> [Activity] Exact repetition of the whole listing is what this exercise asks for.

----------

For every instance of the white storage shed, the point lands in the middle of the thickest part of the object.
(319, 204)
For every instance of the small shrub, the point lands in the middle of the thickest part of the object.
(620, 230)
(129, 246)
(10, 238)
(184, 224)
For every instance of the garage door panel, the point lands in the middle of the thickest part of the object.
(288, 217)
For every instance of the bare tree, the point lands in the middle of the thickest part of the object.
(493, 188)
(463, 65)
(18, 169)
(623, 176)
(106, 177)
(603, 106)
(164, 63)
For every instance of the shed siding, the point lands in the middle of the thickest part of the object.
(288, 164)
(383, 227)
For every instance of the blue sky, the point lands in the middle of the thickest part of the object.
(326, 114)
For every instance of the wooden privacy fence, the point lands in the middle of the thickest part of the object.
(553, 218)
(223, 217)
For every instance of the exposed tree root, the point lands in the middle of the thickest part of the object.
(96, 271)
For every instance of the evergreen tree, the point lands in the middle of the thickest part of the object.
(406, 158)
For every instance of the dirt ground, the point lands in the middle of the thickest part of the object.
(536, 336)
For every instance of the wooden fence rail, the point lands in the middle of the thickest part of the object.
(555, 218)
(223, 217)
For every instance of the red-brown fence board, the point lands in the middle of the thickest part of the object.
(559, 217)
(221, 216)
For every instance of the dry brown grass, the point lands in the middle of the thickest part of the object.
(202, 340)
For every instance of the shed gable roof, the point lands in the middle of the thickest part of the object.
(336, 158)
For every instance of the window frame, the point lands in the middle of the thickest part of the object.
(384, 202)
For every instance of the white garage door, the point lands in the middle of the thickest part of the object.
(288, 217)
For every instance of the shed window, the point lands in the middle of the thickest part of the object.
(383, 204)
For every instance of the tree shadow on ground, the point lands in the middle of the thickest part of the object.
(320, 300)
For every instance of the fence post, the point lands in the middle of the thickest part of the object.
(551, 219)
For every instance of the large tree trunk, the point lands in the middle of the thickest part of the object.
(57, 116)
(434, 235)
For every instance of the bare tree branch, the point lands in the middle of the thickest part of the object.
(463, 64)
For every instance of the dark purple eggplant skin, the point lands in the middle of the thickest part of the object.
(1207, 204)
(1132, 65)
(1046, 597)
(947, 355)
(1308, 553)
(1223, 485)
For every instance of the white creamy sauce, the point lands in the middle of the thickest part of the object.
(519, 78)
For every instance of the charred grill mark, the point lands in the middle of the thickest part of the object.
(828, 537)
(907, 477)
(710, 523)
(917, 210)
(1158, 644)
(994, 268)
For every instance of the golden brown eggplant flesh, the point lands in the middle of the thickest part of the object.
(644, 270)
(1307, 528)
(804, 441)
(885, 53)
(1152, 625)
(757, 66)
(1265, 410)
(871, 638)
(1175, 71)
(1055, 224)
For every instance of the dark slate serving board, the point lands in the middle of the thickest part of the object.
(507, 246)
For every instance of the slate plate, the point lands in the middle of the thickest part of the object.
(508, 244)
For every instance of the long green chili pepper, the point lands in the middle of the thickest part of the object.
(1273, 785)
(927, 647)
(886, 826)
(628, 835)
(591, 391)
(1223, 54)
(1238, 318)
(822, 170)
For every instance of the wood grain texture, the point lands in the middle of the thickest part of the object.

----------

> [Result]
For every instance of the white storage shed, the point lands in the middle of the thickest part of the object.
(319, 204)
For every instance of the small shrub, the point lands in the middle of the thickest part of the object.
(620, 230)
(129, 246)
(10, 238)
(184, 224)
For every instance of the garage door panel, the point lands in the middle of the thickest part of the object.
(288, 217)
For every instance of the bare tree, the point lands in the middle of the thickest part of the object.
(493, 188)
(463, 65)
(18, 169)
(623, 176)
(106, 177)
(603, 106)
(164, 63)
For every instance of the shed siding, the point lands in the middle of the thickest part of the object.
(288, 164)
(383, 227)
For every instance of the blue sky, the point lands in the middle of the thickest part of the object.
(326, 114)
For every instance of the wooden privacy fence, the point lands in the middle of the thickest part of the object.
(553, 218)
(223, 217)
For every instance of the exposed tree root, the point lands in the middle of the thickest part of the object.
(96, 271)
For every instance of the evergreen tree, the point lands in the middle of the thickest part of the object.
(406, 158)
For every instance of the dirt ground, the point lands in the middle of the thickest part of the object.
(536, 336)
For every instance of the wooden fence rail, the point lands in the middle of the thickest part of the object.
(555, 218)
(223, 217)
For every instance of the red-brown fence board, the point lands in the middle of the thickest part of the object.
(559, 217)
(221, 216)
For every instance of the dry brown grass, the point lands in the middle of the thickest part of the object.
(202, 340)
For every instance of the shed gable roof, the point lands in the middle of the thickest part of the object.
(336, 158)
For every instance of the window frame, the point lands in the middle of the thickest part of the object.
(384, 202)
For every instance of the white garage door, the point lands in the middle of the thickest part of the object.
(288, 217)
For every instance of the shed window, the point lands in the middle of the thickest part of the object.
(383, 204)
For every instance of the tree shadow on ground, the point lands in the middle of the thickest part of the object.
(320, 300)
For every instance of the fence post, the point lands in the middle of the thickest part of the object.
(551, 219)
For every instance of the large tree trunk, the point lands in the middle of the thickest part of the object.
(57, 116)
(434, 235)
For every instance of the bare tree branch, the point lands in the middle of the thickest part of the object.
(463, 64)
For every instance of the dark purple eggplant skin, the point lands in the middle of the thickest part of the object.
(1207, 204)
(1132, 65)
(1046, 597)
(947, 355)
(1308, 553)
(1223, 485)
For every instance of the white creamy sauce, the point lands in the middle of the thickest part of the object.
(519, 78)
For every instance of the charred grill mark, the point lands in the middle of the thickest part of the object.
(828, 537)
(907, 477)
(710, 523)
(917, 210)
(1158, 644)
(994, 268)
For every instance of the golden brown eggplant flesh, the point lands in the middle of the thickest part of the object.
(644, 270)
(1307, 528)
(804, 441)
(885, 53)
(1152, 625)
(757, 66)
(1265, 410)
(871, 638)
(1175, 71)
(1055, 224)
For every instance of the dark slate serving board, the point lands in the middle of the thickest part of the object.
(507, 246)
For every instance of the slate plate, the point lands in the middle of the thickest part of the object.
(508, 244)
For every instance of the long green chili pepper, the point lands in the middle of the thickest part of the object.
(1273, 785)
(927, 647)
(886, 826)
(628, 835)
(591, 391)
(1223, 54)
(1238, 318)
(822, 170)
For every instance of the wood grain texture, the point lands in the middle of the thickest part of the object.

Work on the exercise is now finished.